WORKING DATA =>
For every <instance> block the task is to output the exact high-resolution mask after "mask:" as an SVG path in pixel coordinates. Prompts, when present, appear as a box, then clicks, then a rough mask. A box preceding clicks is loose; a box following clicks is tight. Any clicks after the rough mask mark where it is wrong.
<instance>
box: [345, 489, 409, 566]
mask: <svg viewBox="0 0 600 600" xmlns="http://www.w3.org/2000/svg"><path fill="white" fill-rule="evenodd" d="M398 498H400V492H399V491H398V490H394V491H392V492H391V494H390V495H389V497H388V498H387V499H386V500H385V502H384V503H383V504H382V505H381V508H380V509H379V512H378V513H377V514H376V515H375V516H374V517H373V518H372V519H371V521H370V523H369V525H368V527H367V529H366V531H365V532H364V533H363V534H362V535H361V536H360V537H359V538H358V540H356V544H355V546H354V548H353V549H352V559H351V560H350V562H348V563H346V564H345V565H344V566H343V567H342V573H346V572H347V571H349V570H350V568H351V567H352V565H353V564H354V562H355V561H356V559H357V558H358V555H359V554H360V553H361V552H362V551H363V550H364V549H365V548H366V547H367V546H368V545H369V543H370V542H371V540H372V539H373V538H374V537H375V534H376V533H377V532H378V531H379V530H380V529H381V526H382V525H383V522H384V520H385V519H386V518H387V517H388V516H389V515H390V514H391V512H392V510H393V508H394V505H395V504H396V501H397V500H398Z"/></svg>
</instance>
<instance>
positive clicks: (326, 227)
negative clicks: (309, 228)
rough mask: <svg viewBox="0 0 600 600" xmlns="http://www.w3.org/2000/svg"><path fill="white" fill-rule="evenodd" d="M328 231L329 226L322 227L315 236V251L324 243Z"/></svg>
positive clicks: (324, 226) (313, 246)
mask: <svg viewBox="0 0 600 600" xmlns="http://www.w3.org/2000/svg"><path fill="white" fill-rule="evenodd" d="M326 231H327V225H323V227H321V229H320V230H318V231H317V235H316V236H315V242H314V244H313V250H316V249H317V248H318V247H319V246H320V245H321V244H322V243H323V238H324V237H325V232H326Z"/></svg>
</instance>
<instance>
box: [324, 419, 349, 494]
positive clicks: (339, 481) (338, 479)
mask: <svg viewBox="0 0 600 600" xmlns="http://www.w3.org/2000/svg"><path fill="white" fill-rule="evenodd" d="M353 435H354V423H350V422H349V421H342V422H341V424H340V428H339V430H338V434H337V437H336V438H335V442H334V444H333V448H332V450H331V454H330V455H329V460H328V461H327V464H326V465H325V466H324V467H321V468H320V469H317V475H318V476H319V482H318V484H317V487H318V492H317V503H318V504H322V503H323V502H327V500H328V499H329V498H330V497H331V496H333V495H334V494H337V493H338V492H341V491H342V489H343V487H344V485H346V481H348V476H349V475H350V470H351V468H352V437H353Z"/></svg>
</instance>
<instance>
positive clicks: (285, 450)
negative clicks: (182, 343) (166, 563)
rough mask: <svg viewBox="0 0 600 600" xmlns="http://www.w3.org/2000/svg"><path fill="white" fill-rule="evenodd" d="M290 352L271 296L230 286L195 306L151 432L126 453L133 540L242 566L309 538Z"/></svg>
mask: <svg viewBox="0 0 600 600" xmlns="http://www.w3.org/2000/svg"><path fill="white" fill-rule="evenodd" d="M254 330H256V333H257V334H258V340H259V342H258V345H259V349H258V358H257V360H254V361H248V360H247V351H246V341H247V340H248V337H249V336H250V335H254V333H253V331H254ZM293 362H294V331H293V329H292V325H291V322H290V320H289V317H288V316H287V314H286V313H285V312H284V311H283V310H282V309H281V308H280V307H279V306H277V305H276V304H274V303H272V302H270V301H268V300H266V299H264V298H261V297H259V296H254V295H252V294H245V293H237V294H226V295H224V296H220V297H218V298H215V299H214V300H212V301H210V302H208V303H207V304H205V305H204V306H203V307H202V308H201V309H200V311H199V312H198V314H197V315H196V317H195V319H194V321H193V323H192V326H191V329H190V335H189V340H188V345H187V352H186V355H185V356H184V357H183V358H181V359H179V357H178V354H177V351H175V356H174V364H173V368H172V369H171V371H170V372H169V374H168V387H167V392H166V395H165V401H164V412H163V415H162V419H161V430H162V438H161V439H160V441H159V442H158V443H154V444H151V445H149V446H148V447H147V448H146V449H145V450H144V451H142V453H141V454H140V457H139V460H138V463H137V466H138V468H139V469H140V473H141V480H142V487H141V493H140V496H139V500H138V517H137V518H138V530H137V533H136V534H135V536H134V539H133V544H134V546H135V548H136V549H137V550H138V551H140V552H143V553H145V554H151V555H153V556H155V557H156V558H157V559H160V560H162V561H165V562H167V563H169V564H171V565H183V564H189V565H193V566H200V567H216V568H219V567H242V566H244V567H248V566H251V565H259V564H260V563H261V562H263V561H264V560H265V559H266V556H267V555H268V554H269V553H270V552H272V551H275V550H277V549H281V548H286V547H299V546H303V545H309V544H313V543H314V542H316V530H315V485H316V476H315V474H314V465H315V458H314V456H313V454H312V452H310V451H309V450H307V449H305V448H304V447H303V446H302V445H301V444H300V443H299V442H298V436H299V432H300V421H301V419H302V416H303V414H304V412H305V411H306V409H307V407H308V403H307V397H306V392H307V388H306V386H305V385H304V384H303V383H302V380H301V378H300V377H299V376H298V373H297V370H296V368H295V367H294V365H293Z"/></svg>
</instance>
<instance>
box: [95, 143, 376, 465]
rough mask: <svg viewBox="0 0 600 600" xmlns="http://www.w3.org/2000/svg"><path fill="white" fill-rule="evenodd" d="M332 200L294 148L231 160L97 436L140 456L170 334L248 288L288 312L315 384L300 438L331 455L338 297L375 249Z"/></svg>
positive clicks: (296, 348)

WORK TO COMPLETE =>
Among the lines above, show every one that contains the string "negative".

ANSWER FOR THIS EXERCISE =>
negative clicks: (309, 228)
negative clicks: (182, 343) (166, 563)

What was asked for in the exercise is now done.